[Start of ITEMS]

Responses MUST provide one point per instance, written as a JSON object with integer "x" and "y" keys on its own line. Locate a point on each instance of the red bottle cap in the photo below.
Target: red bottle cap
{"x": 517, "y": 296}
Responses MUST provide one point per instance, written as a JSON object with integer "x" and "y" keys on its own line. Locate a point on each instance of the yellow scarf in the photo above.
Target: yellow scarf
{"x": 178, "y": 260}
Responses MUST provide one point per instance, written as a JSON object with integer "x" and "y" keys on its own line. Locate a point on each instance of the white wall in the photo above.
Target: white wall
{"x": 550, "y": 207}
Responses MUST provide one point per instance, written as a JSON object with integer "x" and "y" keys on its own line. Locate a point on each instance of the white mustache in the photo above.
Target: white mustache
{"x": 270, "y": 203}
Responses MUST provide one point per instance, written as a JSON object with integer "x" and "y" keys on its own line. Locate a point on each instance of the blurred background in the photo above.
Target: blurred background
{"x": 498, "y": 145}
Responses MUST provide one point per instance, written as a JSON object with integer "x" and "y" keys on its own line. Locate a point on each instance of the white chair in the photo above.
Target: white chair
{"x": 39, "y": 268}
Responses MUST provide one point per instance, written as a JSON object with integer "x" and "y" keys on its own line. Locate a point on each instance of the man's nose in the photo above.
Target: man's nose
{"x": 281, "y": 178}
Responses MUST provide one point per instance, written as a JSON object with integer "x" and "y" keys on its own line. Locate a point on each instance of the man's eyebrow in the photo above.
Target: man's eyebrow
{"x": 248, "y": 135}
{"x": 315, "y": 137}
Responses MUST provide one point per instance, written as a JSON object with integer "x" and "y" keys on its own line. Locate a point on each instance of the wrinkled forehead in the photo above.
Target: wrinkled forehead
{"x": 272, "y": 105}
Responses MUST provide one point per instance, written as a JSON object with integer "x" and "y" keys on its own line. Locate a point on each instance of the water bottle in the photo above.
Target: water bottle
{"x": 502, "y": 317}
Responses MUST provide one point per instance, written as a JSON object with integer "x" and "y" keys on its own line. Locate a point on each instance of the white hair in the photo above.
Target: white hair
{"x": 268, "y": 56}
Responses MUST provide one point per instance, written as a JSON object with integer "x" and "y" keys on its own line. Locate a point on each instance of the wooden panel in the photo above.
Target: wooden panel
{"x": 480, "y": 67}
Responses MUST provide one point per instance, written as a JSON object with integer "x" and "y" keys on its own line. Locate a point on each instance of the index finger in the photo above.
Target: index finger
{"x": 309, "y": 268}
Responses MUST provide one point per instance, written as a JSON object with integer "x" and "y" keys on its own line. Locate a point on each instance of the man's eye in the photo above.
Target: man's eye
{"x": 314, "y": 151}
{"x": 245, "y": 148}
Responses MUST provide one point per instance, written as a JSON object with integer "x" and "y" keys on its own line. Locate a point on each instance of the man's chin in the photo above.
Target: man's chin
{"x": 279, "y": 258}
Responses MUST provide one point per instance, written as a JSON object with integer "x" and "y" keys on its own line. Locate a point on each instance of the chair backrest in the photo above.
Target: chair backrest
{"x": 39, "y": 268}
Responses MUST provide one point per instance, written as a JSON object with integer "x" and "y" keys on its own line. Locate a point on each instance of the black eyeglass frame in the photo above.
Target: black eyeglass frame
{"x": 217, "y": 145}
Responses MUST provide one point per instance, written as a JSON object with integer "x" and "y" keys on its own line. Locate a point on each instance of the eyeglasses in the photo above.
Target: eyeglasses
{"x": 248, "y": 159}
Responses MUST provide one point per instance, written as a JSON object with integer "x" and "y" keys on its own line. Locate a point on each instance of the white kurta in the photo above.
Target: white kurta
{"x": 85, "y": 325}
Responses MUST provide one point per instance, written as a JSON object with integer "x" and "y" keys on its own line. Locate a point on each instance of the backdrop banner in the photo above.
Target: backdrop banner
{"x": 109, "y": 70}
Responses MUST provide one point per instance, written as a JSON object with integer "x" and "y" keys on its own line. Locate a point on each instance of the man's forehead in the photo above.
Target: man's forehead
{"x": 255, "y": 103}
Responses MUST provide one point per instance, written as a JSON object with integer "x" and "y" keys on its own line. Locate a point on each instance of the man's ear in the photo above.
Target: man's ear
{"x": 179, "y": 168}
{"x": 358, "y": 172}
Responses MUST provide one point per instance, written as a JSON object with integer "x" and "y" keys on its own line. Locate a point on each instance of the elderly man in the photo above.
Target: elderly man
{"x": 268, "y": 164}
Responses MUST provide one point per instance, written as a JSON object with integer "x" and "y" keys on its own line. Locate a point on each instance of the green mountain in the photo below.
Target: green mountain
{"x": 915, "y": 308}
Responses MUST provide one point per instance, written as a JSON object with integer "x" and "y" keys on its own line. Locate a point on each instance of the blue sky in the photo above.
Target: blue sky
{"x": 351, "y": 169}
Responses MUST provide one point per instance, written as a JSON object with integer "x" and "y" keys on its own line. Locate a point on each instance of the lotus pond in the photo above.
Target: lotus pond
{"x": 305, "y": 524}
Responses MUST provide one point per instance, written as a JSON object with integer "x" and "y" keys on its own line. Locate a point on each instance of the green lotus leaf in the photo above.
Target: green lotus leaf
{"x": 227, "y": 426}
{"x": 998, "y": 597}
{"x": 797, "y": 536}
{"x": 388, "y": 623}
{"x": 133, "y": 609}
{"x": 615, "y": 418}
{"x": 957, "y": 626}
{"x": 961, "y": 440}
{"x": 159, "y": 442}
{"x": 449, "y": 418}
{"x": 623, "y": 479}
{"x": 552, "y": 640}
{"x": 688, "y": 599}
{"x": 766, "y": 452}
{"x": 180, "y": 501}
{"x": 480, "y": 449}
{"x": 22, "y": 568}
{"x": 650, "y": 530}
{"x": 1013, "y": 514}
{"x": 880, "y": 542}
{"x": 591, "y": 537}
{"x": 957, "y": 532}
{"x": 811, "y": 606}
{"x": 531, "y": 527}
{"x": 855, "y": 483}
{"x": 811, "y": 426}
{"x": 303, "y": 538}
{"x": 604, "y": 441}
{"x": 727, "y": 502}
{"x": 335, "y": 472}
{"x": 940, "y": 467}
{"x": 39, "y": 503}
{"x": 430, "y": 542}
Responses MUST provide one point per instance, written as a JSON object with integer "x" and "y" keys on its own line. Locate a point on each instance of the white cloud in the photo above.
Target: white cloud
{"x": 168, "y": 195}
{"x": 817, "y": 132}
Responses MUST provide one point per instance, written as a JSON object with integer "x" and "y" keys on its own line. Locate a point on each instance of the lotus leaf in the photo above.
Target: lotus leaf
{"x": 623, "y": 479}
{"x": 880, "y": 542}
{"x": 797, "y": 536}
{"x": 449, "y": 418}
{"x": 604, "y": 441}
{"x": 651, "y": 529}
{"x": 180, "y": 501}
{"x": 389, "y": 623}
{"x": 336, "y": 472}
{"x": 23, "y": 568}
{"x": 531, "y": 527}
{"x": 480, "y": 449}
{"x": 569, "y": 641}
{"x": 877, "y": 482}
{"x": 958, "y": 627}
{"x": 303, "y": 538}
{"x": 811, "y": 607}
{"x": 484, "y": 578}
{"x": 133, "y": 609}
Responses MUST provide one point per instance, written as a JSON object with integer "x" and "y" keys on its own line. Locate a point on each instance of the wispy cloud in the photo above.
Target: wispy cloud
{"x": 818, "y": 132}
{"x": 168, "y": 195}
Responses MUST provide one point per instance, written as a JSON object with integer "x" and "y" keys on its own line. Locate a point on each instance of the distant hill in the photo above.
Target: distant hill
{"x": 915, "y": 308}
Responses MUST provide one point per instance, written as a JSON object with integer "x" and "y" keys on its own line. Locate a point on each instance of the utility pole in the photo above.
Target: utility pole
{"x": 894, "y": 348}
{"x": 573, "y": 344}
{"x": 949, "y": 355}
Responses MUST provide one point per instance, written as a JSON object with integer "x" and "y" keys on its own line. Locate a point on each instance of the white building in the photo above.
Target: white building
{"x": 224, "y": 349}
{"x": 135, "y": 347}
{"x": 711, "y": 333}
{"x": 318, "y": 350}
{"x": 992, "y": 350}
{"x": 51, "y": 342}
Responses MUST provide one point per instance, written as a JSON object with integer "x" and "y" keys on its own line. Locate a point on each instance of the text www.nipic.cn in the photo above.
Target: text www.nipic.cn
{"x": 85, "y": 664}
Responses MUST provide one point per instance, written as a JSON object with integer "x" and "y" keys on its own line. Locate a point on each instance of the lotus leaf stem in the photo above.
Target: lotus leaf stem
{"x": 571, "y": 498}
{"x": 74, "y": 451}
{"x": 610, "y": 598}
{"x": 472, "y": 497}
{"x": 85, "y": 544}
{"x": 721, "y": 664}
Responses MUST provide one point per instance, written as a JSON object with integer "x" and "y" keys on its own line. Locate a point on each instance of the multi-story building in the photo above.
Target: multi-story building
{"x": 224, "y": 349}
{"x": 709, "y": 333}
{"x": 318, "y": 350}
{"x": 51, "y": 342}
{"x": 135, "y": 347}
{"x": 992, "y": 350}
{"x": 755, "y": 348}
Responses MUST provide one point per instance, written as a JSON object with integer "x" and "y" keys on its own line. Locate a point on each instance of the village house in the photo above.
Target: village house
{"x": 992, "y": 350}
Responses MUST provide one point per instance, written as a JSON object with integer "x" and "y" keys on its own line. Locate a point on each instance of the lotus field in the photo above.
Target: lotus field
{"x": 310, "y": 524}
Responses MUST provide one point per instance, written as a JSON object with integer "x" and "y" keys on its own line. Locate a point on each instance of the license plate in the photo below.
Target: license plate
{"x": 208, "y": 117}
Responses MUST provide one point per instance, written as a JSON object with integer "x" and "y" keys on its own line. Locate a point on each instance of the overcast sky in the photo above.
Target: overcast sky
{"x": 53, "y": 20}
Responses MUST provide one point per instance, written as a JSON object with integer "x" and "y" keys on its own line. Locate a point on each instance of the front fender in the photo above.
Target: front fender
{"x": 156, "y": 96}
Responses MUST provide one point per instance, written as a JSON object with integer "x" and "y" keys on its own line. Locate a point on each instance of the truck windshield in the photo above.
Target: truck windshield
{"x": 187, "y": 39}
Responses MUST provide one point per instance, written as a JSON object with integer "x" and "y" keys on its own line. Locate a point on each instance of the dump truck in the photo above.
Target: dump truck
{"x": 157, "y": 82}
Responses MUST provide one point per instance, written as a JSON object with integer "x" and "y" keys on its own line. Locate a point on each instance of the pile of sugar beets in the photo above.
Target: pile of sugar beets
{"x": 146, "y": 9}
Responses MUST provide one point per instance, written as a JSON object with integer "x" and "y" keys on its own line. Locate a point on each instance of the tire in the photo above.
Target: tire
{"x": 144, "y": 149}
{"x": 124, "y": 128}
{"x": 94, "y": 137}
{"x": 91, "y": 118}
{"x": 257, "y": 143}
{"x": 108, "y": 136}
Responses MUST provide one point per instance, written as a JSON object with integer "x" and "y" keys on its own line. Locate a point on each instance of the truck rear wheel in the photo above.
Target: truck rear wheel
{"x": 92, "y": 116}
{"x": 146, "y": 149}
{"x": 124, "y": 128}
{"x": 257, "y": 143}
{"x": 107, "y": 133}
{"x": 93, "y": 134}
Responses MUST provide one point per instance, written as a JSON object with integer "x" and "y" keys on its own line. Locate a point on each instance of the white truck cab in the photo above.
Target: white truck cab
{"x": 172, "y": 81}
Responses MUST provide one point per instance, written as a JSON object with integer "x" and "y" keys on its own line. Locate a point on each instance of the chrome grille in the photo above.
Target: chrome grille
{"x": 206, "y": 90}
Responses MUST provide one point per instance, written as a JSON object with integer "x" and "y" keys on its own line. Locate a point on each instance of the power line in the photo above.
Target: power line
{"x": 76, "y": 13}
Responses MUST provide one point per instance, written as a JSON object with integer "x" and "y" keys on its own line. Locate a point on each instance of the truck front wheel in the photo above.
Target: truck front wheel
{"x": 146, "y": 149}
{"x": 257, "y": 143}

[End of ITEMS]

▶ WORK INSTRUCTIONS
Leave out every line before the one containing "tire in the photo above."; set down that line and all remaining lines of the material exactly.

▶ SOLUTION TO THE EXERCISE
Responses MUST provide one point per instance, written as a JSON object with integer "x" and "y" keys on its own line. Locate a point on each instance of the tire in the photo above.
Target: tire
{"x": 144, "y": 149}
{"x": 124, "y": 128}
{"x": 94, "y": 137}
{"x": 91, "y": 118}
{"x": 257, "y": 143}
{"x": 108, "y": 136}
Responses MUST provide one point per instance, written as a JSON object with integer "x" and "y" keys on its own line. Locate a point on each instance of the truck rear wheel in the photo above.
Target: truck rear wheel
{"x": 92, "y": 116}
{"x": 146, "y": 149}
{"x": 124, "y": 128}
{"x": 257, "y": 143}
{"x": 107, "y": 133}
{"x": 93, "y": 134}
Responses MUST provide one point per instance, written as a JSON object with integer "x" and "y" keys on its own line. Locate a point on each instance of the white truck cab in the photo above.
Target: white truck cab
{"x": 172, "y": 81}
Responses MUST provide one point per instance, written as a JSON object with integer "x" and "y" keys on its own line. Locate a point on each instance of the chrome grille in the photo above.
Target: chrome grille
{"x": 206, "y": 90}
Responses MUST provide one point per instance, written as a JSON object with integer "x" and "y" keys on its own line. Locate a point on each instance of the power line in the photo above.
Target: power line
{"x": 76, "y": 13}
Responses MUST provide one point per instance, written as a JSON object with integer "x" and "y" keys on its own line. Locate a point on each instance of the truck front wheel in the photo above.
Target: truck front wheel
{"x": 146, "y": 149}
{"x": 257, "y": 143}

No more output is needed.